■ To do ■
All of the data needs to be repeated exactly.

■ Material provided ■
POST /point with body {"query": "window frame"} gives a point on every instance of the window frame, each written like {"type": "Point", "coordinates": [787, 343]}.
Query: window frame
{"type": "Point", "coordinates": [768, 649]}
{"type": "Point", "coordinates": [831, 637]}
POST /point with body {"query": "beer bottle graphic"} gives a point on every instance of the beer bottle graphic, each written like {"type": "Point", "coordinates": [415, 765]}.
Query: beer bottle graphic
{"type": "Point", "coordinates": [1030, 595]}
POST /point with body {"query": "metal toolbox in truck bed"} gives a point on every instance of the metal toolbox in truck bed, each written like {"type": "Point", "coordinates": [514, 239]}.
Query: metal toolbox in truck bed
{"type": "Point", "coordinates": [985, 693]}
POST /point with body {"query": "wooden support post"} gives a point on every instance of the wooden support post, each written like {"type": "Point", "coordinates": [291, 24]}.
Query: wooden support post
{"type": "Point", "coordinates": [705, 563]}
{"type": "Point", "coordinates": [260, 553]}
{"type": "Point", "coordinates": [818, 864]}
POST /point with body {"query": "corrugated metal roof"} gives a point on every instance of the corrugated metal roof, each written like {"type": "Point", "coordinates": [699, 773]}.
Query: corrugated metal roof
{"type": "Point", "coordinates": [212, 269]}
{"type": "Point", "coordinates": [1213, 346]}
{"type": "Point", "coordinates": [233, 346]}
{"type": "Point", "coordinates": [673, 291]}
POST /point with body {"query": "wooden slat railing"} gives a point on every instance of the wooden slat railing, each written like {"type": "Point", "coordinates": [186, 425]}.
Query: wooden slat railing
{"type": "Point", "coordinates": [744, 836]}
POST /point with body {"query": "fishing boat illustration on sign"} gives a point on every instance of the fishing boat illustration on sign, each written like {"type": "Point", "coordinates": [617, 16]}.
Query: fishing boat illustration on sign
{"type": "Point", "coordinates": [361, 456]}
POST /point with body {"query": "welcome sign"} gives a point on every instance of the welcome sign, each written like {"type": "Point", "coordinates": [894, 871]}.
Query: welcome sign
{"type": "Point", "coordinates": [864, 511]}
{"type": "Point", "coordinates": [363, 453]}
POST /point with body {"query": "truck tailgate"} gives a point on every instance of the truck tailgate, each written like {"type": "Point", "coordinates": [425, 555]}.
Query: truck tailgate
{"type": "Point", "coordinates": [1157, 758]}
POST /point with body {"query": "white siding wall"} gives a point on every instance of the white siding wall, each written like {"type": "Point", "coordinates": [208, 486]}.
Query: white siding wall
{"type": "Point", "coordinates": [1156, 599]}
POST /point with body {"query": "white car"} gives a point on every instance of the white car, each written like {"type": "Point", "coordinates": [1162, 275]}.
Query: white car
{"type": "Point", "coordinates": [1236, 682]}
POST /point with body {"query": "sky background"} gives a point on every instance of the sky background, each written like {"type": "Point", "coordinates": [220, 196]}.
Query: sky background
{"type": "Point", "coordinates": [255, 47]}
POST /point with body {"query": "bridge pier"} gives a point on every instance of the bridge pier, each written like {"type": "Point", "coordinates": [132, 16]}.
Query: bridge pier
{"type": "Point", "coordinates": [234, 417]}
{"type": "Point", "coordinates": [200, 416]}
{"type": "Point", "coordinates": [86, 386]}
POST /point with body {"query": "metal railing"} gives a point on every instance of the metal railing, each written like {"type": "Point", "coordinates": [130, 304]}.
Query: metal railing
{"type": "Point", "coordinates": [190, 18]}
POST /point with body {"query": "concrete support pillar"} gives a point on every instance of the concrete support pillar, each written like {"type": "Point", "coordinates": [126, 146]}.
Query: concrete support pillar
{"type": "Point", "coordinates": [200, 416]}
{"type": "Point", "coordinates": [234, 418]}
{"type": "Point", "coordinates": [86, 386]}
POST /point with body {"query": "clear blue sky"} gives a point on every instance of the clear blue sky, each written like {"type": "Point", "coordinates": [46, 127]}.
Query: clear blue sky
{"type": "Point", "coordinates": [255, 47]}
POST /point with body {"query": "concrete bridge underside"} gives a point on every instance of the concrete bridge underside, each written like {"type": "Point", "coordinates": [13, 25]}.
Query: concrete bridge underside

■ Correct response ■
POST /point with body {"query": "window frame"} gives a point on every instance of the window frame, each written like {"type": "Point", "coordinates": [787, 343]}.
Query: window frame
{"type": "Point", "coordinates": [768, 649]}
{"type": "Point", "coordinates": [831, 637]}
POST /point with body {"query": "beer bottle graphic"} gives a point on every instance of the beer bottle graphic, each written like {"type": "Point", "coordinates": [415, 765]}.
Query: beer bottle graphic
{"type": "Point", "coordinates": [1030, 595]}
POST /point with body {"query": "metal toolbox in truck bed"} gives a point on every instance of the metal toolbox in truck bed, each written like {"type": "Point", "coordinates": [514, 239]}.
Query: metal toolbox in truck bed
{"type": "Point", "coordinates": [985, 693]}
POST /point with body {"query": "wooden support post"} gives a point on every instance of the wooden support post, each written like {"type": "Point", "coordinates": [291, 24]}.
Query: wooden support post
{"type": "Point", "coordinates": [705, 563]}
{"type": "Point", "coordinates": [260, 553]}
{"type": "Point", "coordinates": [818, 864]}
POST /point with body {"query": "corrugated metal roof"} gives a point on every instance of the corrugated metal roof, each written like {"type": "Point", "coordinates": [699, 773]}.
Query: corrugated metal roof
{"type": "Point", "coordinates": [212, 269]}
{"type": "Point", "coordinates": [1213, 346]}
{"type": "Point", "coordinates": [233, 346]}
{"type": "Point", "coordinates": [673, 291]}
POST /point with body {"query": "wooden slat railing"} gives a point on every instance of the wooden slat railing, each written like {"type": "Point", "coordinates": [186, 425]}.
Query: wooden slat railing
{"type": "Point", "coordinates": [744, 836]}
POST /point with body {"query": "fishing boat illustration on sign"} gives a point on every instance of the fishing boat illustration on sign, each written like {"type": "Point", "coordinates": [617, 16]}.
Query: fishing boat illustration on sign
{"type": "Point", "coordinates": [361, 456]}
POST /point with body {"query": "welcome sign"} gives a point on every instance of the welcome sign, each written like {"type": "Point", "coordinates": [894, 871]}.
Query: welcome sign
{"type": "Point", "coordinates": [864, 511]}
{"type": "Point", "coordinates": [363, 453]}
POST /point with body {"query": "truck tailgate"} gives a point on every instance of the truck tailgate, each written like {"type": "Point", "coordinates": [425, 555]}.
Query: truck tailgate
{"type": "Point", "coordinates": [1157, 758]}
POST /point with body {"query": "white siding wall"} gives a point on every instance of the white siding wall, each written like {"type": "Point", "coordinates": [208, 486]}.
Query: white siding wall
{"type": "Point", "coordinates": [1156, 599]}
POST /point with body {"query": "white car"} gives a point on every instance of the white car, each written like {"type": "Point", "coordinates": [1162, 275]}.
Query: white car
{"type": "Point", "coordinates": [1236, 682]}
POST /point with body {"query": "sky background"} gives a point on every instance of the sky background, each written like {"type": "Point", "coordinates": [220, 196]}.
Query: sky background
{"type": "Point", "coordinates": [255, 47]}
POST /point with body {"query": "bridge pier"} gives a point on every instance of the bridge pier, each written like {"type": "Point", "coordinates": [132, 16]}.
Query: bridge pier
{"type": "Point", "coordinates": [234, 417]}
{"type": "Point", "coordinates": [200, 416]}
{"type": "Point", "coordinates": [86, 386]}
POST /point with body {"query": "metal railing"} gives a point on every instance of the metal railing, each written like {"type": "Point", "coordinates": [130, 304]}.
Query: metal railing
{"type": "Point", "coordinates": [190, 18]}
POST /point with body {"query": "concrete support pillar"} gives a point on every instance of the concrete support pillar, each written like {"type": "Point", "coordinates": [126, 146]}.
Query: concrete support pillar
{"type": "Point", "coordinates": [200, 416]}
{"type": "Point", "coordinates": [234, 418]}
{"type": "Point", "coordinates": [86, 386]}
POST /point with body {"query": "clear blue sky"} gives a point on every instance of the clear blue sky, each written like {"type": "Point", "coordinates": [46, 127]}.
Query: clear blue sky
{"type": "Point", "coordinates": [255, 47]}
POST /point with body {"query": "concrete bridge underside"} gives a point on every instance of the concrete bridge underside, each written like {"type": "Point", "coordinates": [13, 25]}.
Query: concrete bridge underside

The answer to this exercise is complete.